---------- Excerpt to read

One puzzling question is why Hervé seems to have stopped exhibiting his Automaton Artist in Great Britain in 1835, and I have no good answer for that, unless the problem with his eyesight had progressed to a critical state or he had earned enough money by then to retire comfortably. A few years later, however, his son Charles Stanley received word through the family grapevine of a revolutionary new technology that hinted at great changes to come in the business of portraiture:
[I]n the year 1838 [I] received a curious letter from an uncle in Paris, who was also an artist, “It is all up with miniature painting! Come to Paris immediately and see.” Now as mine uncle forwarded a hundred franc note, I obeyed his invitation to hear of Mons. Daguerre’s extraordinary invention, which was called the Heliograp[h] or suntype, and was only just becoming talked about in the Quartier-Latin, “where artists most do congregate.”
Mons. Daguerre’s secret was, as yet, kept tolerably dark, but not quite; and only privileged visitors were admitted to his five-storey high atelier. My uncle was, however, one of the select and accompanied me there at once.
Charles Stanley got to observe Louis Daguerre photographing a bust of Napoleon. “It certainly astonished me,” he recalled, “yet did not kill my hopes in the matter of miniature art, and the first Daguerreotypes…did not catch on with the public.” In fact, the Automaton Artist itself resurfaced in France a short while later, suggesting that the Hervés had sized up the situation and decided that the market was ripe there for their own alternative form of automatic portraiture after all. The German press reported in December 1843 that Prosopographus was on display in Paris, noting that its portraits “are not to be confused with ordinary silhouettes and surpass even daguerreotypes, whose advantages they possess without having their flaws.” A lengthier account appears in a French-language guidebook to Paris published in 1847. I’m not yet sure whether to ascribe it to a follow-up visit in that year, a continuation of the earlier visit, or out-of-date information, but here it is in English translation:
Portraits for 1 franc, by a new process. PROSOPOGRAPHUS, famous drawing automaton, from London, Boulevard Montmartre, 9.—[…] The inventor is an artist from London, recently arrived in our capital, hospitable to all kinds of merit regardless of origin; and already his exhibitions, accessible to all, are filled with visitors.

--------------------

Required task 1:
In the excerpt on the Automaton Artist, what led Charles Stanley to travel to Paris in 1838? Answer in one to three sentences.

---------- Exercise materials

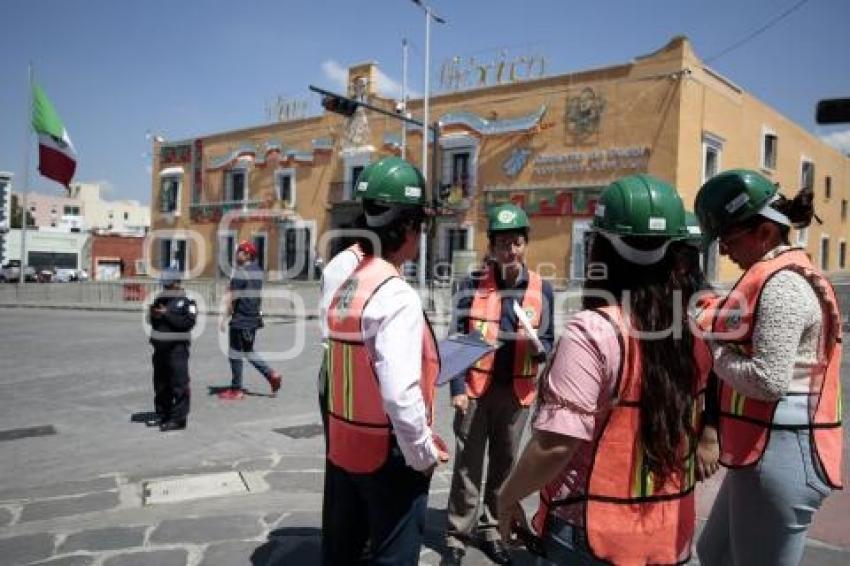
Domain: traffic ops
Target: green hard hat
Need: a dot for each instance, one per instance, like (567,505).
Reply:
(506,217)
(730,198)
(392,181)
(641,205)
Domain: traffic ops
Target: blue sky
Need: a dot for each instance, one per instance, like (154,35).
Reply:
(116,69)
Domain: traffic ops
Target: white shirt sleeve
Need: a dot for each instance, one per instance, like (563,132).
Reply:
(338,269)
(788,310)
(393,324)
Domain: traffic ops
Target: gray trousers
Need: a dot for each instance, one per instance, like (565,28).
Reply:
(761,514)
(493,422)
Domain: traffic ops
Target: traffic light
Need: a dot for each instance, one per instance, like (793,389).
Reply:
(340,104)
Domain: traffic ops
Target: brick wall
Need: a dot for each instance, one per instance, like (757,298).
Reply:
(112,247)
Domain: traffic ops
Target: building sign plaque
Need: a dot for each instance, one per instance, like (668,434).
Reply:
(547,201)
(633,158)
(495,68)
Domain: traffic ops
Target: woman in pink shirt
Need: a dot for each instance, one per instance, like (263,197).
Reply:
(613,451)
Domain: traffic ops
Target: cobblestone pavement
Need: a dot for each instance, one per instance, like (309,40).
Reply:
(75,471)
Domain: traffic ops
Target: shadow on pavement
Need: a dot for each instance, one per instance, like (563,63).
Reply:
(290,545)
(146,417)
(436,522)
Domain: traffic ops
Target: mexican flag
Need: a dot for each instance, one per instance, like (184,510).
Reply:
(56,157)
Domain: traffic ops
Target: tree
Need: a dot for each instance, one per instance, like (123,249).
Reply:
(16,215)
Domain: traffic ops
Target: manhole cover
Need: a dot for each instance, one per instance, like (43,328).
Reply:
(18,433)
(192,487)
(302,431)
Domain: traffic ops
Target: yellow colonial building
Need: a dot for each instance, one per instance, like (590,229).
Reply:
(549,144)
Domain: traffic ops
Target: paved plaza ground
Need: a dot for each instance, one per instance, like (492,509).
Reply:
(73,465)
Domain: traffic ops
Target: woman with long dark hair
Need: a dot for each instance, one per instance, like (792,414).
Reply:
(776,344)
(615,433)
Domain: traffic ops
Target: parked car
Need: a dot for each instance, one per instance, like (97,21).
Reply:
(66,274)
(11,272)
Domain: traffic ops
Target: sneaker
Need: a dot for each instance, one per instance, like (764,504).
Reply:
(231,394)
(274,380)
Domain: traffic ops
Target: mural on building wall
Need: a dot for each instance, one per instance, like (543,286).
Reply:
(547,202)
(173,154)
(516,161)
(492,68)
(271,152)
(584,114)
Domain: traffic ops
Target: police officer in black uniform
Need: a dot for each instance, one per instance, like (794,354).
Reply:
(172,317)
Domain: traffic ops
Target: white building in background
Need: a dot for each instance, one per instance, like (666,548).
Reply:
(117,217)
(48,249)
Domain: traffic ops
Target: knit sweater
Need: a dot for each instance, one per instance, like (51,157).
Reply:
(785,340)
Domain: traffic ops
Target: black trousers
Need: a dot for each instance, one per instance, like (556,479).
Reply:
(386,507)
(171,381)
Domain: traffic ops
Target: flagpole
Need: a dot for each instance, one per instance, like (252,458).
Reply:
(22,275)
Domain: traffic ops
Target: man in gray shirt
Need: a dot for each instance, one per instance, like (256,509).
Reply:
(244,304)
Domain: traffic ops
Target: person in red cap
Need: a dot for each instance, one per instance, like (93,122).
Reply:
(244,303)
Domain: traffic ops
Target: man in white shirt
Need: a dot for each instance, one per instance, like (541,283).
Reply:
(382,365)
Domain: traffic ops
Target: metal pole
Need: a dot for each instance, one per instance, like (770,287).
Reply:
(403,96)
(423,242)
(23,263)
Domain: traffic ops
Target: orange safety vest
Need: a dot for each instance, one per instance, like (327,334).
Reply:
(629,518)
(359,430)
(484,317)
(745,423)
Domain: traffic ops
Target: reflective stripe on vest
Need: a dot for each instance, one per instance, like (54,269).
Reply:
(745,423)
(630,517)
(359,432)
(485,316)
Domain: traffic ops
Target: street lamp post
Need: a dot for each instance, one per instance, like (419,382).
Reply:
(429,15)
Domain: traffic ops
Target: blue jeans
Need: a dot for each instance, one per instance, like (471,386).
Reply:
(242,345)
(566,544)
(761,514)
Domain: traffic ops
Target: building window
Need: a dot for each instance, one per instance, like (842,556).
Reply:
(355,174)
(226,253)
(353,166)
(260,243)
(458,178)
(169,194)
(807,174)
(285,183)
(824,253)
(769,150)
(235,185)
(712,147)
(173,254)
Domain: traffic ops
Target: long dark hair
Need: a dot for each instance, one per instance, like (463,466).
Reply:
(653,297)
(391,236)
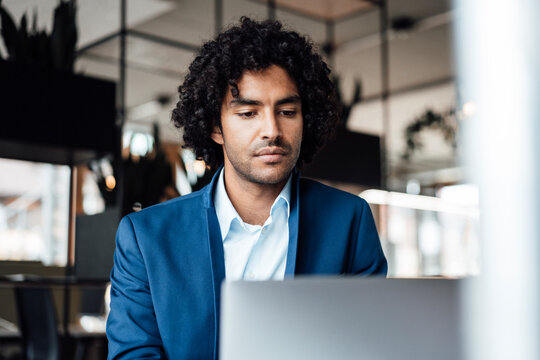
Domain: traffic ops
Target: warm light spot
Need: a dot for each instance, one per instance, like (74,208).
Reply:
(110,182)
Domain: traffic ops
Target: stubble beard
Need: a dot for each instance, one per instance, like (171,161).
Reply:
(282,171)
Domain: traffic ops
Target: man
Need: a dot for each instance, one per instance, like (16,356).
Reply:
(258,101)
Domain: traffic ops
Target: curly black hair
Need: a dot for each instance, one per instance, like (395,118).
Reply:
(254,45)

--------------------

Required task 2:
How many lines in the rows above contain the string "wall"? Give only the number.

Task response 1:
His uncle in Paris, also an artist, sent him a letter saying "It is all up with miniature painting! Come to Paris immediately and see." Because the uncle included a hundred franc note, Charles Stanley accepted the invitation and went to learn about Daguerre's new invention.

Task response 2:
2